:: Data shown

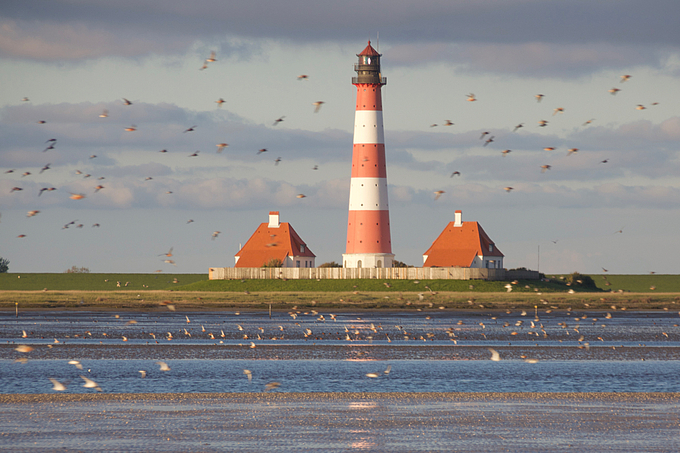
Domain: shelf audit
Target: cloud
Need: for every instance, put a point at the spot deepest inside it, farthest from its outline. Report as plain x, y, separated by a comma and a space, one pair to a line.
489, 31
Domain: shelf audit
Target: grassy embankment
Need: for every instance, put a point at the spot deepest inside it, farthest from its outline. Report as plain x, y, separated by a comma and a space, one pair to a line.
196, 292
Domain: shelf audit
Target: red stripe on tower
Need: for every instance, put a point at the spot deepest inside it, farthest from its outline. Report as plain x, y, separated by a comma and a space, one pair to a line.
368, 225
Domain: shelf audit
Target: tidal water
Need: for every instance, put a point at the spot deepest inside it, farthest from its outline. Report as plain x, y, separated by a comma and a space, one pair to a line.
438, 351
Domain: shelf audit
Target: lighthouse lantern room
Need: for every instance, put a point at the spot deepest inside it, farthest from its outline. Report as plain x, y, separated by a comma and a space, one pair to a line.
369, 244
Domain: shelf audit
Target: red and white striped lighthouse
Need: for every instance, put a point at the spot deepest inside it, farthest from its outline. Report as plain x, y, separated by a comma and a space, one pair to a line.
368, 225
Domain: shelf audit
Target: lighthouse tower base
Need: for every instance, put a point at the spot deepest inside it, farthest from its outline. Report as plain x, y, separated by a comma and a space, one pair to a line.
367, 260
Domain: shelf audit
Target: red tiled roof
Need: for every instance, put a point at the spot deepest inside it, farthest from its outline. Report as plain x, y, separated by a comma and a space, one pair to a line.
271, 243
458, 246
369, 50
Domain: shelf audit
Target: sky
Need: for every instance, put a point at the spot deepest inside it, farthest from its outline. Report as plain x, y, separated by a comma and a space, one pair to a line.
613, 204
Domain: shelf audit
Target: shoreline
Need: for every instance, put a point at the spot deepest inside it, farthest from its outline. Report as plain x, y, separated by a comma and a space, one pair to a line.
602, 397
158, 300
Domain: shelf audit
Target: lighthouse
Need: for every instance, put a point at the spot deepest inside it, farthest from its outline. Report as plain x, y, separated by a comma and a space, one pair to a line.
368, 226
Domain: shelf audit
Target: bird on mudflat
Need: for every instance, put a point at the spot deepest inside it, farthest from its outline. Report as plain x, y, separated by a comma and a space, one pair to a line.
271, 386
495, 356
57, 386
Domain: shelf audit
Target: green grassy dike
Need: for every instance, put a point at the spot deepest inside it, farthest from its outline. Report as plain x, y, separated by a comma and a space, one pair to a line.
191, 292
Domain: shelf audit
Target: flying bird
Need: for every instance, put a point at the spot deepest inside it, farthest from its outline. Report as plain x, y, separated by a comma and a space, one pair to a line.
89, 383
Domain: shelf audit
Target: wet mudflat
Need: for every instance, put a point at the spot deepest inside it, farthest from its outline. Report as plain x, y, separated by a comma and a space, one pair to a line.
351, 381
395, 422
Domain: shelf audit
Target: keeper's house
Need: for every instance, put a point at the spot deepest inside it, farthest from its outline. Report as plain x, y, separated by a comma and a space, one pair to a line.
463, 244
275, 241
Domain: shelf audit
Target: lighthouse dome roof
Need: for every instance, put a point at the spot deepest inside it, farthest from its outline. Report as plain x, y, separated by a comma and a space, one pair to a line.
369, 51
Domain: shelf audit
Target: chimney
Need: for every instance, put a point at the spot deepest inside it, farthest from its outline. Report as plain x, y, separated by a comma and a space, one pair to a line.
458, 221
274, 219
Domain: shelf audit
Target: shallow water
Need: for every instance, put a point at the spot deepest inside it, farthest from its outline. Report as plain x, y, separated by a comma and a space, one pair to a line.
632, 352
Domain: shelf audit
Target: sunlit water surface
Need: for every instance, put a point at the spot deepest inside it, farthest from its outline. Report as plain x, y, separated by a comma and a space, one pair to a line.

::::

*Work instructions*. Pick out every line of the records that contains the word "bird", and copy each one.

*Solution to the problem*.
Target: bird on mudflat
Target: flying bird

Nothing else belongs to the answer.